#### Page text:
OSU students get vaccinated amid school's worst Meningococcal B outbreak
CORVALLIS, Ore. - Students lined up throughout the day on the Oregon State University campus Wednesday, all waiting to get their immunizations for the Meningococcal B disease.
You'd never think the immunization clinic on the bottom floor of OSU's Memorial Union would be the most popular spot on campus, but given the recent news and new university requirements, it's the place to be.
The clinic comes on the heels of four student cases of Meningococcal B in the past year.
It's a rare but severe disease that, according to the CDC, can include Meningitis, an infection of the brain and spinal cord, or Bacteremia or Sepricemia, infections of the bloodstream.
"Even young healthy people can die or lose limbs or have permanent disability related to this," Jeff Mull, OSU Student Health Medical Director, said.
He says it's the worst outbreak the university's seen: "We will have an occasional case. I don't think we've ever had two cases in a year."
The disease spreads through direct contact, and according to Mull, students who live in groups, like dorms or frat houses, are more at risk.

#### Data provided:

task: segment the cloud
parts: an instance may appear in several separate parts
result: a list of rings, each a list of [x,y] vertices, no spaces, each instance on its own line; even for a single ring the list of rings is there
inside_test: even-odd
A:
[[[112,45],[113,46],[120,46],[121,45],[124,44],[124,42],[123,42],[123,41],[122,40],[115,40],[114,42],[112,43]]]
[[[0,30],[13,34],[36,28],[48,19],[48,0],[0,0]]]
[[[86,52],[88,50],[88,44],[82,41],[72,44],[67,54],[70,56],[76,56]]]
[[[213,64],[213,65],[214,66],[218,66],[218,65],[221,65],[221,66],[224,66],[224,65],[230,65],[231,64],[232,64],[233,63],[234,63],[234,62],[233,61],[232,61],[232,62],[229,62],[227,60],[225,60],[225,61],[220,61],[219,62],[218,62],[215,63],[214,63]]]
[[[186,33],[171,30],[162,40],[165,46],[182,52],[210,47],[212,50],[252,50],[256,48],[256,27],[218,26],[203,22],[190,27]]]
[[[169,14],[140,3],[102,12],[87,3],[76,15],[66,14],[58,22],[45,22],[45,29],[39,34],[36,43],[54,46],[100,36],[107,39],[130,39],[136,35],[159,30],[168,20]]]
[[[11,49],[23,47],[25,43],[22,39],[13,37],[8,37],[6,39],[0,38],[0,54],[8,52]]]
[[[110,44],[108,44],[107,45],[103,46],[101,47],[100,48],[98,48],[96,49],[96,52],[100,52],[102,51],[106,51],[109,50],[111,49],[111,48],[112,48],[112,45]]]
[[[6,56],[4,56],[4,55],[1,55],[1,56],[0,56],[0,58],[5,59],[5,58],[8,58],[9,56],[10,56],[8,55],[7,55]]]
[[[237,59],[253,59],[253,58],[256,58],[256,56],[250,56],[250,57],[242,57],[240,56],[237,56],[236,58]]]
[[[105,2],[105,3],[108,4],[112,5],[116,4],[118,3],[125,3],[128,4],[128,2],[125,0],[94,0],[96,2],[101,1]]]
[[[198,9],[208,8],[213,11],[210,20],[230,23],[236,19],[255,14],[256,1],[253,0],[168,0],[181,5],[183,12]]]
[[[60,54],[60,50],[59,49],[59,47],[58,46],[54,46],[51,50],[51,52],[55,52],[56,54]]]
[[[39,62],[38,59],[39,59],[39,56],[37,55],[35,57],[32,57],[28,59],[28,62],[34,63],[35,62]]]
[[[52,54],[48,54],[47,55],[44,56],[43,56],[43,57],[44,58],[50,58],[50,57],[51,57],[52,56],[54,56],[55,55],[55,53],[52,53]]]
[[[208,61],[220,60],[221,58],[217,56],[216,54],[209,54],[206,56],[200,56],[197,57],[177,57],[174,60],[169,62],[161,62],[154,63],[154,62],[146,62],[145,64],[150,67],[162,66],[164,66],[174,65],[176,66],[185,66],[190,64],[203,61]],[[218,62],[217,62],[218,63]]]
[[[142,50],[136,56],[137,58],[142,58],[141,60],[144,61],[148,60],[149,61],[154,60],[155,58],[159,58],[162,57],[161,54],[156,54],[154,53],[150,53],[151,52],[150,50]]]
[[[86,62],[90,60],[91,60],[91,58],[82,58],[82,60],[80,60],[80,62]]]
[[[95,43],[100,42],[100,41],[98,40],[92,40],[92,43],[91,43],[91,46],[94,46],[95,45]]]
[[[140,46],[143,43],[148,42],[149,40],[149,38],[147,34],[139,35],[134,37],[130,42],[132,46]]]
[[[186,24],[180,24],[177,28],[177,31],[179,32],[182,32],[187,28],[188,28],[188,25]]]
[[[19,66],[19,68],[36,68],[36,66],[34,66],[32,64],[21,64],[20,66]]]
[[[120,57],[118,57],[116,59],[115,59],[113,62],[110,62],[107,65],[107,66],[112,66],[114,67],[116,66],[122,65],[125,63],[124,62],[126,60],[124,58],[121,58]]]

#### Task set:
a. Answer these from the article on the Oregon State meningococcal outbreak:
(i) On which floor of which building is the immunization clinic?
(ii) How many student cases of Meningococcal B have there been in the past year?
(iii) Which students does Mull say are more at risk?
b. Carry the news article about the Oregon State vaccination clinic forward, starting after its last sentence.

#### Task-by-task outputs:
a.
(i) The bottom floor of OSU's Memorial Union.
(ii) Four.
(iii) Students who live in groups, like dorms or frat houses.

b.
"Most of which are the incoming students and so if we require it in that group that's at highest risk of getting the disease, we're hoping that we can stop the outbreak," Mull said.
That's why this fall, all new students under the age of 26 must get vaccinated before registering for classes.
"I was like, 'Ok, gotta get the vaccine now.' Kind of push you to it," Krause said.
Hundreds of students already came through, and Mull hopes that everyone is immunized by the end of the term.
"Everyone wants to be healthy especially when you're living in a dorm and so close to each other. People don't want to get sick," Krause said.
More information and details on the next immunization clinic can be found through the university's website.